** begin Dataset excerpts **

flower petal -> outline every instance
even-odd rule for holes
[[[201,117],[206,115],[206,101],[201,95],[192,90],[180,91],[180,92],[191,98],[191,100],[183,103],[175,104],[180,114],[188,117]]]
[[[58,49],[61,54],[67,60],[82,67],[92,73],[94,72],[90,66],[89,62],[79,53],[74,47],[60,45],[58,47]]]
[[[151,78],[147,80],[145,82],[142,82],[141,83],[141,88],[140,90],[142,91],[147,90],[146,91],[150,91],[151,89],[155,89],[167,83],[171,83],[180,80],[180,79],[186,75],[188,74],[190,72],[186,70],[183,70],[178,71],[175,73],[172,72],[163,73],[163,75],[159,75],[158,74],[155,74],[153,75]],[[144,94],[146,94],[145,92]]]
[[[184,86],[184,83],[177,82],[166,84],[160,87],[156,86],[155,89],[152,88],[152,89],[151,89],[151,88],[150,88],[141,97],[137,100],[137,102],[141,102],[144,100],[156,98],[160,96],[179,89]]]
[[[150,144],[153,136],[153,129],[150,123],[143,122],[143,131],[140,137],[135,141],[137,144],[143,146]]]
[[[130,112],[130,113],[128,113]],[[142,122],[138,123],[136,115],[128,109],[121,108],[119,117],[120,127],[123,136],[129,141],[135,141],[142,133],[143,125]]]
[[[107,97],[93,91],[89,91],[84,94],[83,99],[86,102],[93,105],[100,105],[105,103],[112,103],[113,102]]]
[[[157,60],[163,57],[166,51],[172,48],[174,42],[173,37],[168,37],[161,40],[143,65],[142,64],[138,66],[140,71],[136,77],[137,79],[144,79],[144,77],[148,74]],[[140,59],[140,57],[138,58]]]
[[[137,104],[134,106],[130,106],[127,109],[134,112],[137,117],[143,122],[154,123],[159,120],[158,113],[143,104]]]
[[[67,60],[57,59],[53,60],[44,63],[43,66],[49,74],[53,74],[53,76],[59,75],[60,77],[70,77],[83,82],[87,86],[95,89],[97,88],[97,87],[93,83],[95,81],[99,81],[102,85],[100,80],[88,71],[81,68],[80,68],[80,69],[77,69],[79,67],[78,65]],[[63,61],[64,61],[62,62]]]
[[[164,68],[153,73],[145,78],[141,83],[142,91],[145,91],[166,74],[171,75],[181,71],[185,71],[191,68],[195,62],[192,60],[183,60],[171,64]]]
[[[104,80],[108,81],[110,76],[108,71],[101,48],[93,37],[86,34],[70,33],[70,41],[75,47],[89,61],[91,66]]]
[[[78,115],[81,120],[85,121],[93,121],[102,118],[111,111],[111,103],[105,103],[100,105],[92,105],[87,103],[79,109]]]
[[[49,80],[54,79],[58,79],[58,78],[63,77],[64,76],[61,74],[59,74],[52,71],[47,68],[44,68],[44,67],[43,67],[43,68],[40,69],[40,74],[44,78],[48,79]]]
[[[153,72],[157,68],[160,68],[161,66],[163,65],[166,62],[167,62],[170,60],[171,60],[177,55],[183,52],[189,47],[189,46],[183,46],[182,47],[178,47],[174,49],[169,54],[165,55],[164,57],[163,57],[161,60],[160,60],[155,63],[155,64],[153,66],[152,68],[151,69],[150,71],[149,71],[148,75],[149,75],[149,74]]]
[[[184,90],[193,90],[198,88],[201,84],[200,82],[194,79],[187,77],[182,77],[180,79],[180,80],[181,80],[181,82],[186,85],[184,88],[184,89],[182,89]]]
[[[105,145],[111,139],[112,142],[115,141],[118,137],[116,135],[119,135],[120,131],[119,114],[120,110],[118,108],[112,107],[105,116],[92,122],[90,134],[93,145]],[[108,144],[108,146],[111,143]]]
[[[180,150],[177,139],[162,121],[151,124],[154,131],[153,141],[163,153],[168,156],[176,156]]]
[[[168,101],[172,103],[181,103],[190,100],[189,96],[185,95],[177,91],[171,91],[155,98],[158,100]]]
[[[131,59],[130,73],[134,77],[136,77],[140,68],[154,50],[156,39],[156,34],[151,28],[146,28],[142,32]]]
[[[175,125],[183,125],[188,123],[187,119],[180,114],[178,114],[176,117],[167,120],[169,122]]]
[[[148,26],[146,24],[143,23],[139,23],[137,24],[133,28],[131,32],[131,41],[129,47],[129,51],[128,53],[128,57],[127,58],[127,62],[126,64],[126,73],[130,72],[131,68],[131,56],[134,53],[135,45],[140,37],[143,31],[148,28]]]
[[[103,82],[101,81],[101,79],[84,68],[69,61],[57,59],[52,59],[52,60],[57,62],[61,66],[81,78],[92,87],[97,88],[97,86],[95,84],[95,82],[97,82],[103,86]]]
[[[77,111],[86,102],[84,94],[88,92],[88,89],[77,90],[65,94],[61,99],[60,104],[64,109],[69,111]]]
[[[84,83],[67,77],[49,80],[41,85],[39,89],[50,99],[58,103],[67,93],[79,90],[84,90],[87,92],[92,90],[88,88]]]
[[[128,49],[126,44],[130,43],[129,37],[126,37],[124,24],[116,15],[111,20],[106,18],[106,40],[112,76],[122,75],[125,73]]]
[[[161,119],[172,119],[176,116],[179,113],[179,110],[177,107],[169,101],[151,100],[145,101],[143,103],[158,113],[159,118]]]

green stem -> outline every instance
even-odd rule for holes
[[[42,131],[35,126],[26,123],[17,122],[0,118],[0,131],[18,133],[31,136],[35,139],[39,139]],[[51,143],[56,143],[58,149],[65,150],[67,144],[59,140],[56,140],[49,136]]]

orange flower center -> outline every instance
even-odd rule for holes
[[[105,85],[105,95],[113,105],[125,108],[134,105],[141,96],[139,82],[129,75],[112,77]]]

** end Dataset excerpts **

◆ Short problem ◆
Gather each line of the listing that contains the string "flower". Case counts.

◆ Written answer ◆
flower petal -> outline every instance
orange flower center -> outline every instance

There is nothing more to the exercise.